> EXERCISE PROMPT
Please pick up the forum discussion below about whether horses have emotions and a concept of rape, writing on from its last sentence.
(PROVIDED PASSAGE)
A mare or stallion can have a bad experience and have issues in the breeding shed at a later time afterwards. To assume they have no emotions is a grave mistake. I can't assume the rape thing because I do not speak horse. I watch body language. Its very clear to see fear of a past event in their eyes or actions. They do have emotions whether we come to accept it or not. I talk to my horses and they seem to listen as I always get a response non-verbally.
_Posted via Mobile Device_


----------



## Chiilaa (Aug 12, 2010)

CCH isn't saying animals don't have emotions - please re-read her post before you start comparing her to "scientists" using vivisection, or the horror of the church. She is simply stating that horses don't have any concept of "rape" like humans do. In humans, it is the single most heinous crime against someone that leaves them alive. It takes everything they value and destroys it. Horses can't think in these complex terms. They would see it as a fearful situation where they can't escape from the "danger". To compare that to the human emotions attached to rape is to denigrate the way human rape survivors feel.
(End PROVIDED PASSAGE)
(DATA EXCERPTS)
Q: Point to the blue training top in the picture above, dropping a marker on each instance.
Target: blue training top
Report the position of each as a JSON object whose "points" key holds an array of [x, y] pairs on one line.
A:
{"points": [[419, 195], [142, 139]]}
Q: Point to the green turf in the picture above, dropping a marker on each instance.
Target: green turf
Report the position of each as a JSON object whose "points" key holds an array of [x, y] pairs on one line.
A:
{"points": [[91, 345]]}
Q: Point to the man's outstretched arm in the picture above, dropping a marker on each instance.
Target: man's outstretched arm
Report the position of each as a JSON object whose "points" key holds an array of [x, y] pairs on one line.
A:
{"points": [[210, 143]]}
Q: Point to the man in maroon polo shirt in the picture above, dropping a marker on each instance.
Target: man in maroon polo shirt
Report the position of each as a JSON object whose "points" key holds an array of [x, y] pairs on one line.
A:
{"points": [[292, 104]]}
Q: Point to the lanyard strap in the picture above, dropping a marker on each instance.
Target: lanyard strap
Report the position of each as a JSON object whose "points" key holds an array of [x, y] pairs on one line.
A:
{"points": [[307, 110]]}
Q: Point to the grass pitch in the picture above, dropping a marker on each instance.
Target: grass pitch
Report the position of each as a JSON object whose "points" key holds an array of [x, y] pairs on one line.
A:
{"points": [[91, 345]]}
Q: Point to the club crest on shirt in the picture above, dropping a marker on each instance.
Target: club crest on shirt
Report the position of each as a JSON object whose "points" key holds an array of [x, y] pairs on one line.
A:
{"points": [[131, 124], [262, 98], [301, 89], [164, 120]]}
(End DATA EXCERPTS)
> RESPONSE TO THIS EXERCISE
----------



## CattieD (Nov 6, 2012)

I think we're going to see how the hobbles go first, because the owner of the stallion has never done ai before. But I think if she doesn't fall this time then we will do the ai or not put her in foal at all. The vet said she should fall in foal but I'm going to grill him about her "situation" more when I can.
_Posted via Mobile Device_


----------



## MyLittlePonies (Mar 15, 2011)

When I look at it. Fight or flight. They don't know what "rape" is but they can comprehend fears for the next time or something close to the same event. They I understood her post, it sounded like they couldn't comprehend fearful events. No one can compair horses to humans in those terms because we aren't them and they aren't us. We don't know the true mind of a horse. We can only observe. CCH, I'm sorry if I misunderstood. How we understand our horses minds isn't always the same.
_Posted via Mobile Device_


----------



## Merlot (Sep 12, 2012)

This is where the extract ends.